• Problem requirements
Every single entry must be reproduced precisely.

[Point-per-instance localization data]
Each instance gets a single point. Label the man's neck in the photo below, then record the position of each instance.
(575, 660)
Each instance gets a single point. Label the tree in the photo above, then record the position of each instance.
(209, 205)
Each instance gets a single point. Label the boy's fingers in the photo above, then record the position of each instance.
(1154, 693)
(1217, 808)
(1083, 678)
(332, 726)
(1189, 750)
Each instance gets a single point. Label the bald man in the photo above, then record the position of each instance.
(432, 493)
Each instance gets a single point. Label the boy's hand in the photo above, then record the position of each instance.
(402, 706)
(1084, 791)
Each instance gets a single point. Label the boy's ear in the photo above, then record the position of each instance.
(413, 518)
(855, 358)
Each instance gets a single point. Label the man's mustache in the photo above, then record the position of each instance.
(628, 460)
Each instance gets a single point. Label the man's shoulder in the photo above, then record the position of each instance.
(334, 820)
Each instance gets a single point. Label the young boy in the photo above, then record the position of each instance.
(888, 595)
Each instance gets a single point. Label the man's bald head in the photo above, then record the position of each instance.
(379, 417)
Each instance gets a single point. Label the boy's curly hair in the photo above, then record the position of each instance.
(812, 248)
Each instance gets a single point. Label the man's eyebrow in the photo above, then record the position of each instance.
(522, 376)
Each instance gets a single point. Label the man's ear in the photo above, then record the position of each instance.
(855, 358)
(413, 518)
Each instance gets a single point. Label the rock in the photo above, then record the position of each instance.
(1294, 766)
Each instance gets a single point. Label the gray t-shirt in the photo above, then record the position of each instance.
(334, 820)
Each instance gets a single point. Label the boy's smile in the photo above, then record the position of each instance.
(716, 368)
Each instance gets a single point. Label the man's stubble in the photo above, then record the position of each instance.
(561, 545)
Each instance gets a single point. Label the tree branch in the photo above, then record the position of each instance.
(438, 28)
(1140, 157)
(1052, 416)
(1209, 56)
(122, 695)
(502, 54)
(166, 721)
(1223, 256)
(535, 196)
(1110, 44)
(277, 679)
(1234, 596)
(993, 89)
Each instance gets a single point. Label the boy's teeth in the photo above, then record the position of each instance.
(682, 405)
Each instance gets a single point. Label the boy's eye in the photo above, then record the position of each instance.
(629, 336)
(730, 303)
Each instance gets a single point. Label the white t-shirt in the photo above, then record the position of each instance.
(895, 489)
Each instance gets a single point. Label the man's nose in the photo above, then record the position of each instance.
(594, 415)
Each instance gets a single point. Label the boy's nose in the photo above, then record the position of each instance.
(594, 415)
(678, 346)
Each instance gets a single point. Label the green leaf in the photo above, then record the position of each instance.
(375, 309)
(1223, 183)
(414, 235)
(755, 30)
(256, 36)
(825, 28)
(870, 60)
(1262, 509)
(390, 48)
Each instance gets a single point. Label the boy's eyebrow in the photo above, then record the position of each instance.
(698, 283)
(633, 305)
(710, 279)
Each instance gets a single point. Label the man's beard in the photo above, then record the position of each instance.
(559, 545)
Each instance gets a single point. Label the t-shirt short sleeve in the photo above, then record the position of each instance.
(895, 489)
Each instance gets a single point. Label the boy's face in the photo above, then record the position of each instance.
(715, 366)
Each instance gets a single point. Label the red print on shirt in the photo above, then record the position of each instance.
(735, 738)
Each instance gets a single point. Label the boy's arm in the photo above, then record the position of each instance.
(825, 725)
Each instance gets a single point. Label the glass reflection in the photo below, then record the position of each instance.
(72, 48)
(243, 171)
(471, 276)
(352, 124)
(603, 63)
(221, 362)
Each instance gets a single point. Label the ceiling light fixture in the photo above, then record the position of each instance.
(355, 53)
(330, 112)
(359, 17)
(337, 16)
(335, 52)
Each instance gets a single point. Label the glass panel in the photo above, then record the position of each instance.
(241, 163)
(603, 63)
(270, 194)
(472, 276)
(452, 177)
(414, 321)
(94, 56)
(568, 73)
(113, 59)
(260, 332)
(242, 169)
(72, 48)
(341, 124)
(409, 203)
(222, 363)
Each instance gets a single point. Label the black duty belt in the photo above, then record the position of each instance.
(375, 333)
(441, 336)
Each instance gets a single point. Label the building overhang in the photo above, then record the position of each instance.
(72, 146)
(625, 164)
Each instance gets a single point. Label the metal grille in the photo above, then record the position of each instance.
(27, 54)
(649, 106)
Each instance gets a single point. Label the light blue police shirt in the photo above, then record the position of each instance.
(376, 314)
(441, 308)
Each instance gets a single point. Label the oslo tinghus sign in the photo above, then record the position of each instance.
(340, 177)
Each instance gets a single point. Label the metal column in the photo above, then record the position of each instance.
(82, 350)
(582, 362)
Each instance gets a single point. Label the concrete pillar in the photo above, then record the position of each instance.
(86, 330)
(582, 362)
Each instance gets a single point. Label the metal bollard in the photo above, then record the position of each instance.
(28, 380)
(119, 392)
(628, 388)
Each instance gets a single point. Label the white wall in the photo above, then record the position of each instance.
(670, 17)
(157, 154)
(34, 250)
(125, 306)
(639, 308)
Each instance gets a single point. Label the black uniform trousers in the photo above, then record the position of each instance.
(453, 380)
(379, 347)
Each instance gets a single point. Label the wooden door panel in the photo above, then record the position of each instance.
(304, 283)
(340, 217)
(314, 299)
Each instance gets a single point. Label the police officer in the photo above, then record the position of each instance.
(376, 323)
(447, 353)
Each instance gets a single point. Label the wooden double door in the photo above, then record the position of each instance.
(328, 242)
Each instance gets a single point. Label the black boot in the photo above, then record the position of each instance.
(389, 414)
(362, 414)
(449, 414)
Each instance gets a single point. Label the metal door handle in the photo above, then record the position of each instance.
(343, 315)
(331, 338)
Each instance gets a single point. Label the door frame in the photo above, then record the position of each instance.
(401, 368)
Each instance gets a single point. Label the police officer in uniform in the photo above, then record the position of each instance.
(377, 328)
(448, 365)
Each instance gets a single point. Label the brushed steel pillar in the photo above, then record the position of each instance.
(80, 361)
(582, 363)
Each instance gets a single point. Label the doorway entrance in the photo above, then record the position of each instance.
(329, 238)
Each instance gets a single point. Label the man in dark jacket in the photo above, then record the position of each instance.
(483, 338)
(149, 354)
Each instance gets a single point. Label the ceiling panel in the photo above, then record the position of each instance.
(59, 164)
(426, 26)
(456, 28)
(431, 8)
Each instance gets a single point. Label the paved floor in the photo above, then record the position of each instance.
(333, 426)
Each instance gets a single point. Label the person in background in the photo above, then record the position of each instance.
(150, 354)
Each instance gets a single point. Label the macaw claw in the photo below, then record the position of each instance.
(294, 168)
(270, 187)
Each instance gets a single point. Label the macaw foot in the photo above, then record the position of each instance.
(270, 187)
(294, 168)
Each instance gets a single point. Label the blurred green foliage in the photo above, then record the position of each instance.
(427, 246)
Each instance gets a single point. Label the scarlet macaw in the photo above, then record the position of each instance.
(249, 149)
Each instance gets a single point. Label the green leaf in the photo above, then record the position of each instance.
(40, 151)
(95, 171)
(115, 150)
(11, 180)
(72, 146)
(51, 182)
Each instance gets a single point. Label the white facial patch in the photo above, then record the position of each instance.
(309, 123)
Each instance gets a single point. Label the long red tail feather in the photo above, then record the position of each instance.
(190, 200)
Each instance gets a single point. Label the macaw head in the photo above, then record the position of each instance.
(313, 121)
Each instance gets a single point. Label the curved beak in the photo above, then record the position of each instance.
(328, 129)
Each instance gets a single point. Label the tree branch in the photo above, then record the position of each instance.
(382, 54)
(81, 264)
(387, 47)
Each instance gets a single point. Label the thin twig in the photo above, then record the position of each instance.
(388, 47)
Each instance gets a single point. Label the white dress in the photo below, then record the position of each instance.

• Result
Each instance gets a single point. Label the man's neck in the photo below, then record the position of each instance.
(575, 660)
Each instance gets a single point. Label the tree in the photo above, then record the position of each instance.
(209, 205)
Each instance gets a single point. Label the boy's fingers in the photo above, then record the position of each instance.
(1154, 693)
(1217, 808)
(1083, 678)
(332, 726)
(1189, 750)
Each instance gets a single point. Label the bald man in the photo above, then record the position of each instance.
(432, 493)
Each instance gets a single point. Label the boy's hand in the photo above, then record the position of each instance.
(402, 706)
(1084, 791)
Each instance gets a single point. Label the boy's ear in the photo above, then record the position of each instance.
(413, 518)
(855, 358)
Each instance gets a single point. Label the man's mustache in the photo above, then record the position of each instance.
(628, 460)
Each instance gets a single point. Label the man's shoulder in the photo above, then record the position of each instance.
(334, 820)
Each instance gets a single point. Label the young boy in the photo above, then record the position of each instance.
(888, 595)
Each instance gets a single point. Label the man's bald head in the photo above, then record the position of each instance.
(379, 417)
Each instance gets a single point. Label the boy's curly hair in the photo above, then record the position of each instance.
(812, 248)
Each instance gets a single point. Label the man's eyebrow in the photo above, then record the position of each instance.
(522, 376)
Each instance gets a single point. Label the man's ear in the photo above, then record the position of each instance.
(855, 358)
(413, 518)
Each instance gets a single point. Label the rock in the photo above, then record the position of each instance.
(1294, 766)
Each instance gets a single point. Label the gray t-shirt in the photo above, then record the position of each instance.
(334, 820)
Each instance gets a single point. Label the boy's smile in the photo above, then record the position of each instance.
(716, 368)
Each instance gets a single point. Label the man's stubble in the photo above, then record the position of each instance.
(561, 545)
Each instance gets a single point. Label the tree branch in the photo above, then record the position of each instance.
(438, 28)
(1140, 157)
(1052, 416)
(1209, 56)
(122, 695)
(502, 54)
(166, 721)
(1223, 256)
(535, 196)
(1110, 44)
(277, 679)
(1234, 596)
(993, 89)
Each instance gets a single point. Label the boy's teeth in the photo above, then record the position of each instance.
(682, 405)
Each instance gets a single point. Label the boy's eye in the photo above, then record the position of each instance.
(629, 336)
(730, 303)
Each instance gets a single point. Label the white t-shirt in the photo above, then record the position of each instance.
(895, 489)
Each instance gets a single point. Label the man's nose in the photo above, then record the position of each instance.
(594, 415)
Each instance gets a single point. Label the boy's nose in the photo above, then record the position of each instance.
(594, 415)
(678, 346)
Each instance gets a single point. Label the green leaf in the photo above, then record the position of each instance.
(375, 309)
(1223, 183)
(414, 235)
(755, 30)
(256, 36)
(825, 28)
(870, 60)
(1262, 509)
(390, 48)
Each instance gets a single point. Label the boy's eyebrow in the photo above, then record the position of each instance.
(698, 283)
(633, 305)
(710, 279)
Each instance gets a single point. Label the man's beard in the photo above, then record the position of each instance.
(559, 545)
Each instance gets a single point. Label the t-shirt short sleeve in the photo above, then record the position of each instance.
(895, 489)
Each instance gets a single point. Label the boy's face in the photo above, then record the position of each instance.
(715, 366)
Each instance gets a single point. Label the red print on shirt in the photo above, then record the position of each instance.
(735, 738)
Each instance gets a single point. Label the boy's arm in the photo above, then record the position of each instance.
(825, 725)
Each instance gets a single point. Label the glass reflection in the photo below, then record the position of each instance.
(72, 48)
(243, 171)
(471, 276)
(352, 124)
(603, 63)
(221, 362)
Each instance gets a single point. Label the ceiling light fixture in the photo above, then record the position of each instance.
(355, 53)
(330, 112)
(359, 17)
(337, 16)
(335, 52)
Each instance gets a single point. Label the glass panel in the photo above, then record the position of each instance.
(241, 163)
(603, 63)
(270, 194)
(472, 276)
(452, 177)
(414, 321)
(94, 56)
(568, 73)
(113, 59)
(260, 332)
(242, 169)
(72, 48)
(341, 124)
(409, 203)
(222, 363)
Each instance gets a single point. Label the black duty belt in the photo above, then record the position of each instance.
(375, 333)
(441, 336)
Each instance gets a single point. Label the building overhang in the photo above, then record the position of each instance.
(72, 146)
(625, 164)
Each instance gets a single point. Label the metal grille in the photo above, then record the position of each instance.
(27, 54)
(649, 106)
Each instance gets a single point. Label the light blue police shirt in the photo above, then record the position of each instance.
(376, 314)
(441, 308)
Each instance gets a single point. Label the oslo tinghus sign in the photo above, then record the position of each instance.
(340, 177)
Each instance gets a single point. Label the metal column in the photo above, then record the position of each instance.
(82, 350)
(582, 362)
Each instance gets a single point. Label the concrete pillar in the photo above, then record the position of each instance.
(86, 330)
(582, 362)
Each instance gets a single point. Label the metal bollard in the photo above, then record the position of each instance.
(28, 380)
(119, 392)
(628, 388)
Each instance gets a single point. Label the white wall in the photo above, then record the position of each instance.
(670, 17)
(157, 154)
(34, 250)
(125, 306)
(639, 308)
Each instance gets a single point. Label the black uniform trousers in the photo above, then record the position of each instance.
(453, 380)
(379, 347)
Each instance gets a single point. Label the wooden door panel in the photo above, then record the position of each instance.
(304, 283)
(340, 217)
(314, 299)
Each instance gets a single point. Label the police officer in the photo above, then record the position of each instance.
(376, 323)
(447, 353)
Each instance gets a single point. Label the wooden double door in the photo above, then record the position of each instance.
(328, 242)
Each instance gets a single point. Label the black boot in the photo above, then record the position of each instance.
(389, 414)
(362, 414)
(449, 414)
Each instance gets a single point. Label the metal door handle in the photo above, then record the position of each instance.
(343, 315)
(331, 338)
Each instance gets a single point. Label the door frame in the photo above, then record the position of each instance.
(401, 368)
Each instance gets a single point. Label the police officer in uniform in the photo above, then record the position of each instance.
(377, 328)
(448, 365)
Each instance gets a single point. Label the brushed steel pillar in the photo above, then record the position of each instance.
(80, 361)
(582, 363)
Each instance gets a single point. Label the doorway entrance in the photo above, then record the position of each instance.
(329, 238)
Each instance gets a single point. Label the man in dark jacket in the photo above, then record the position of each instance.
(483, 338)
(149, 354)
Each instance gets a single point. Label the ceiling panel in the photo above, then record the position of each instance.
(59, 164)
(426, 26)
(456, 28)
(431, 8)
Each instance gets a single point. Label the paved floor in the photo above, then record the position of each instance.
(333, 426)
Each instance gets a single point. Label the person in background in the photo above, then record the position of each instance.
(150, 354)
Each instance gets a single point. Label the macaw claw in the photo below, then record the position of each instance.
(294, 168)
(270, 187)
Each instance gets a single point. Label the macaw foot in the photo above, then record the position of each instance.
(270, 187)
(294, 168)
Each instance gets a single point. Label the blurred green foliage in the photo above, then record the position of each instance.
(427, 246)
Each instance gets a single point. Label the scarlet macaw in the photo above, then record the position of each instance.
(249, 149)
Each instance gets a single point. Label the green leaf in the photo above, then record the position of each instance.
(40, 151)
(95, 171)
(115, 150)
(11, 180)
(72, 146)
(51, 182)
Each instance gets a single point. Label the white facial patch in the photo above, then record the position of each instance.
(309, 123)
Each instance gets a single point. Label the long red tail feather in the photo above, then record the position of each instance.
(190, 200)
Each instance gets a single point. Label the macaw head in the photo above, then record the position of each instance.
(313, 121)
Each instance gets a single point. Label the curved beak in the photo above, then record the position of each instance.
(328, 129)
Each instance gets a single point. Label the tree branch in the photo above, then record the position of each instance.
(382, 54)
(81, 264)
(387, 47)
Each instance gets a single point. Label the thin twig in the photo above, then record the position of each instance.
(388, 47)
Each instance gets a single point. Label the white dress in the photo below, then record the position of each instance.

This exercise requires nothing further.